* **Task description**:
Continue the article on being happier at work, starting right after its final sentence about a simple exercise.

═══ Text under study ═══

How to be happier at work (and in life!)
It’s Monday morning and your alarm just went off. If you’re like most people, it only takes a few moments for your mind to start reviewing your to do list for the day ahead. Here are a few items on my list along with the feelings that came up as I thought about doing each of them:
- present a pitch for an interesting speaking opportunity (excited)
- participate in a strategy call with colleagues who like to collaborate (energized)
- interview a potential new team member to fill a needed skill gap (optimistic)
- update business plan and budget (dutiful – it’s important, but truthfully? not my favorite job)
Overall, I love what I do. But I didn’t always feel this way. My first job was in finance – definitely not the ideal fit for this English major. My boss was a bully and I spent my days (and often my nights) crunching numbers, worrying about their accuracy and constantly hustling to meet tight deadlines. I felt stressed out, overwhelmed and unhappy.
Sadly, a lot of people feel this way. According to a recent Gallup study (State of the American Workplace, 2017), two out of three American workers don’t like their jobs:
“51% of employees are not engaged — they’re just there… 16% of employees are actively disengaged — they are miserable in the workplace and destroy what the most engaged employees build.”
How about you – are you excited and energized about how you’re spending your day? I hope you’re part of the 33% and love what you do. But if you find yourself rationalizing that you should settle for what you have, or telling yourself you’re too busy to proactively design your career path or feeling stuck in a toxic situation, these are signs it’s time to change things up.
The first step to achieving greater satisfaction from your work – and life – is to increase your awareness of where you are right now. Here’s a simple (but revealing) exercise that can help you pinpoint areas where making some changes can significantly increase your happiness.

═══ Supplied material ═══

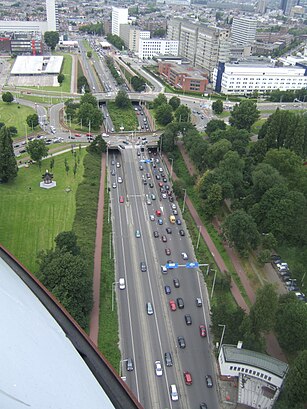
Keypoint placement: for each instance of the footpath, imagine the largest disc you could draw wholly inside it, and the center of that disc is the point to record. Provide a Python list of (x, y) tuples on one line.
[(272, 345)]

═══

* **Task result**:
- Track: Record how you’re spending your time each day for a week (even 3-4 days will give you some helpful insights). Be sure to note how you feel when you’re doing each activity. And keep it simple – use your calendar, a journal, your phone – whatever is easiest for you.
- Reflect: At the end of the day (or first thing in the morning if you’re an early bird like me), review your activity log. Highlight the areas where you felt most engaged, challenged and excited. What do your results look like – any surprises?
- Act: Now that you have more clarity on what lights you up, your challenge is to add more of it to your day. When I identified speaking as a focus area, I talked with my boss, offered to do an internal training and raised my hand to speak at industry conferences. Over time, this became a bigger part of my job, expanded my career opportunities and led me to start my own business.
If you discovered that you’re spending the majority of your time doing things you don’t like to do, it’s time to ask yourself why. You have skills, talents and a “secret sauce” that will make you a standout in the right environment. So don’t settle. You deserve more.